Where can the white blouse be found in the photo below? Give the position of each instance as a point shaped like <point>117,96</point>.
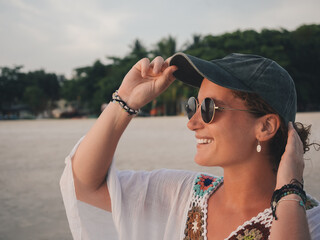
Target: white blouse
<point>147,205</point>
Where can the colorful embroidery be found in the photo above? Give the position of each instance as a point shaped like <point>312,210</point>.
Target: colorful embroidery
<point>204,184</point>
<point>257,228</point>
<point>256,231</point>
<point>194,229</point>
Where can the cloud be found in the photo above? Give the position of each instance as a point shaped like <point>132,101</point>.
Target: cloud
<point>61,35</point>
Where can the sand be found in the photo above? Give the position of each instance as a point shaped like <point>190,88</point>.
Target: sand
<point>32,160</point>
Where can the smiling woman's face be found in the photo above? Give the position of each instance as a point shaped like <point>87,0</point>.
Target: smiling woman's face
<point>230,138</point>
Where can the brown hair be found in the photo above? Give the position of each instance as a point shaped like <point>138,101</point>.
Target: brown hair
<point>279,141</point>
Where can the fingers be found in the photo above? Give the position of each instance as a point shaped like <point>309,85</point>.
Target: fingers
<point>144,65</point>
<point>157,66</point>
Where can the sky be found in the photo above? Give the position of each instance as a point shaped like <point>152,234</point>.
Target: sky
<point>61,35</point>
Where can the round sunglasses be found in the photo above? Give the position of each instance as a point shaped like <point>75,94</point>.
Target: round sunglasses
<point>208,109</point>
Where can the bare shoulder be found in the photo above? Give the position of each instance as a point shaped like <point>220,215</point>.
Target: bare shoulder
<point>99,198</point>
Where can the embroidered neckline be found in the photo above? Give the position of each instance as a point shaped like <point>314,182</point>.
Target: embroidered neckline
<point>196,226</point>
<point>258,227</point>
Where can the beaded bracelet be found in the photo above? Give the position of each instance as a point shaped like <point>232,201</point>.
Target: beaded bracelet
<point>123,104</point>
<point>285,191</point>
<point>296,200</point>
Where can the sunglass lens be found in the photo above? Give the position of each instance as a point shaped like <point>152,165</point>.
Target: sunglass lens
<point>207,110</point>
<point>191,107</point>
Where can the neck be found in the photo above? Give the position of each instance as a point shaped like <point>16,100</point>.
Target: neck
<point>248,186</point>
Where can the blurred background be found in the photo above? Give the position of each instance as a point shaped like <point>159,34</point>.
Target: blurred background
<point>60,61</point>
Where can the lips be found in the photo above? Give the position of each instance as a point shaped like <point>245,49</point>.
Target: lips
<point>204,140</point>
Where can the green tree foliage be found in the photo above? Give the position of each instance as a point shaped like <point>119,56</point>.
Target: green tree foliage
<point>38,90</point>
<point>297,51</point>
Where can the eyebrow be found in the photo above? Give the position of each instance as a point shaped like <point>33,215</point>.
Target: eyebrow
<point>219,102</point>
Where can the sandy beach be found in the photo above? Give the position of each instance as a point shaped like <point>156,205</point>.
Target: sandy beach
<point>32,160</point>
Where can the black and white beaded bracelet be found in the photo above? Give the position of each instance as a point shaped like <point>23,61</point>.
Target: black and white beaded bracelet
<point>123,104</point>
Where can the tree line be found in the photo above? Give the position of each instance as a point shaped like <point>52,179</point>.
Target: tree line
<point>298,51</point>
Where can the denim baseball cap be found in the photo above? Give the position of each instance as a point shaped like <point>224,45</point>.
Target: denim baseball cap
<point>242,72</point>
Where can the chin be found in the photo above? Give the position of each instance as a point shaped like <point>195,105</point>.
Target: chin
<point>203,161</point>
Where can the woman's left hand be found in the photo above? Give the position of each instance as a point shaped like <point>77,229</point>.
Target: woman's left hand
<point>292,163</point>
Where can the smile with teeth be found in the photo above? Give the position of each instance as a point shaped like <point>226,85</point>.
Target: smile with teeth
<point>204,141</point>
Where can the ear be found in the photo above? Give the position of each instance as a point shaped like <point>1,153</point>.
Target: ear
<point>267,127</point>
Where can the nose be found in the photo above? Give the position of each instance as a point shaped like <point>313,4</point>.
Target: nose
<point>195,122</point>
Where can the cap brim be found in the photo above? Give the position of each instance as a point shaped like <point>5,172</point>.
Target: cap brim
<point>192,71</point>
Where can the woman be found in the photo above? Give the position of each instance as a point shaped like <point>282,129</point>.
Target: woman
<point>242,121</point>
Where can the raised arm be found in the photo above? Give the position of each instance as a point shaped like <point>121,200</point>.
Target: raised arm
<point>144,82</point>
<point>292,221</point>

◆ Exercise instructions:
Put all of the data above into a two-column CSV with the headers input and output. Each row should pair one text to be answered with the points given for it, with both fields quoted and any line breaks turned into spaces, and the pictures left out.

◆ Correct answer:
input,output
"Where can the white blouse be found in the photo below? Give the position of each instance as a point shaped like <point>117,96</point>. Target: white blouse","<point>147,205</point>"
"Where can the colorful embroidery be found in the photo above? Give the position of each instance as a point shaped like <point>312,210</point>. Target: colorful embroidery","<point>204,184</point> <point>257,228</point> <point>256,231</point> <point>194,229</point>"
"Where can the cloud be found in the photo above? Give the position of each instance as a point shaped like <point>132,101</point>. Target: cloud","<point>61,35</point>"
"Where can the sand be found in the photo above? Give the position of each instance as a point shaped like <point>190,88</point>. Target: sand","<point>32,160</point>"
"Where can the smiling woman's face be found in the photo above? Give the position of each instance as a point shaped like <point>87,0</point>. Target: smiling woman's face","<point>230,138</point>"
"Where can the brown hair be found in the photo above? Give the position of each instance as a point shaped like <point>138,101</point>. Target: brown hair","<point>279,141</point>"
"Where can the fingers be found in the photo above? Give the position of each instance as a point shaped like <point>309,85</point>. Target: fingers","<point>144,65</point> <point>157,66</point>"
"Where can the sky be found in the photo above? Give the position of each instance as a point shaped like <point>152,234</point>. Target: sky","<point>61,35</point>"
"Where can the round sunglasses be found in the photo above? Give the position of each instance as a point shaped like <point>75,94</point>. Target: round sunglasses","<point>208,109</point>"
"Where can the bare shoulder be found in the photo above? Give the position of each instance as a point shaped like <point>220,215</point>. Target: bare shoulder","<point>99,198</point>"
"Where can the embroidered neckline be found in the photo above? Give the position of each instance as a point shaped like <point>314,182</point>. Target: embroidered neckline","<point>196,226</point> <point>258,227</point>"
"Where can the beaded bracelet be found in the photo above? Give the position of each instance as a point shaped like <point>232,201</point>. Target: beaded bracelet","<point>123,104</point> <point>285,191</point> <point>296,200</point>"
"Where can the sunglass lens be found in the photo above? Give the position of each instance as a point shaped like <point>152,165</point>. Target: sunglass lens","<point>207,110</point> <point>191,107</point>"
"Where can the neck be found in the photo above? Give the position of each instance as a point shaped like <point>16,100</point>. Target: neck","<point>248,186</point>"
"Where can the blurred background be found in the photo above? Give the position of each instance as a point shaped like <point>159,34</point>. Target: blurred background","<point>60,61</point>"
"Where can the lips be found in the photo above? Give the position of each instance as a point shaped like <point>245,49</point>. Target: lips","<point>204,140</point>"
"Where can the green tree foliage be found in the photo above? Give the position of each instance as a point shaped like <point>119,56</point>. Target: green tree foliage","<point>38,90</point> <point>297,51</point>"
"Where can the eyebrow be found in the photo above? Give the position of each instance as a point shaped like <point>33,215</point>. Target: eyebrow","<point>219,102</point>"
"Where can the sandy beach be found in the photo above? Give the position of each instance as a point shaped like <point>156,205</point>. Target: sandy beach","<point>32,160</point>"
"Where can the black and white beaded bracelet be found in the photo above? Give the position of each instance as a point shaped like <point>23,61</point>. Target: black and white beaded bracelet","<point>123,104</point>"
"Where can the tree line be found in the photo above? Give the position of each instance as a point shaped like <point>52,179</point>. Target: tree line","<point>298,51</point>"
"Where can the denim baseball cap be found in the photo above? Give the position of each instance as a point shaped like <point>224,45</point>. Target: denim baseball cap","<point>242,72</point>"
"Where can the chin be found in the photo above? Give the position of each instance as a point shaped like <point>195,105</point>. Target: chin","<point>203,161</point>"
"Where can the woman's left hand be found in the photo above? Give the position of each instance as a point shaped like <point>77,229</point>. Target: woman's left hand","<point>292,163</point>"
"Where can the smile with teeth be found in the photo above? Give the position of each instance as a point shaped like <point>226,85</point>. Target: smile with teeth","<point>204,141</point>"
"Where can the ear be found in the photo above? Give the position of each instance as a point shaped like <point>1,153</point>. Target: ear","<point>267,127</point>"
"Where can the nose be found in the photo above? Give the position of each instance as a point shaped like <point>313,4</point>. Target: nose","<point>195,122</point>"
"Where can the cap brim be found in the photo above? Give the position of each instance as a point shaped like <point>5,172</point>. Target: cap brim","<point>192,71</point>"
"Where can the woman be found in the photo above? Give the position of each instance as a point shaped like <point>282,129</point>. Target: woman","<point>242,121</point>"
"Where can the raised arm be found in the photo above? Give the position of each instance as a point shaped like <point>121,200</point>. Target: raised arm","<point>144,82</point> <point>292,221</point>"